Page:
* START *
StringProblem 3 of 43
Find Duplicate characters in a string
Problem Statement
Given a string, find all duplicate characters and their frequencies. A duplicate character is one that appears more than once in the string.
Example:
-
Input:
"programming" -
Output:
{r: 2, g: 2, m: 2}(characters appearing more than once) -
Input:
"hello" -
Output:
{l: 2}
Approach 1: Brute Force (Nested Loops)
Intuition
For each character, count its occurrences by traversing the entire string. Mark characters as visited to avoid counting duplicates.
Algorithm
- For each character in the string
- Count its occurrences in the entire string
- If count > 1 and not already processed, add to result
- Mark the character as processed
java
import java.util.*;
public class Solution {
public void findDuplicates(String s) {
int n = s.length();
boolean[] visited = new boolean[n];
for (int i = 0; i < n; i++) {
if (visited[i]) continue;
int count = 1;
for (int j = i + 1; j < n; j++) {
if (s.charAt(i) == s.charAt(j)) {
count++;
visited[j] = true;
}
}
if (count > 1) {
System.out.println(s.charAt(i) + " : " + count);
}
}
}
}Complexity Analysis
- Time Complexity: O(n²) - Nested loops for each character
- Space Complexity: O(n) - Visited array (can be O(1) if we modify string)
* END *
Source excerpt:
* START *
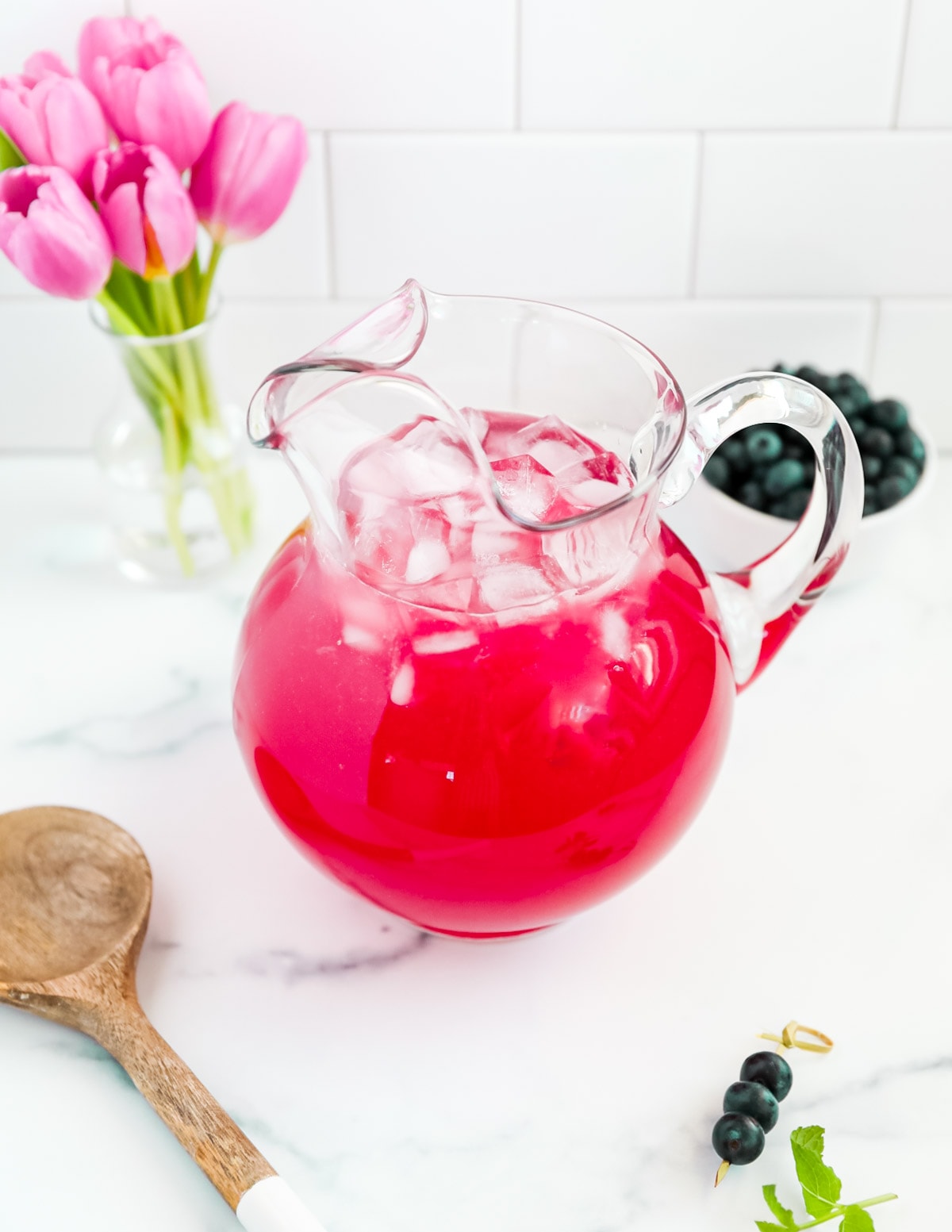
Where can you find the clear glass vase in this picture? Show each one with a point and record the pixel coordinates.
(174, 456)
* END *
Required tasks:
1/ Sum up the duplicate-characters problem page in two sentences.
2/ Copy the part of the duplicate-characters problem page from "StringProblem 3 of" to "in the string.".

Set of answers:
1/ The problem asks for every character that appears more than once in a given string, along with how many times each one appears. The brute-force approach counts each character's occurrences by going through the whole string with nested loops and marks characters as visited, which takes O(n²) time and O(n) space for the visited array.

2/
StringProblem 3 of 43
Find Duplicate characters in a string
Problem Statement
Given a string, find all duplicate characters and their frequencies. A duplicate character is one that appears more than once in the string.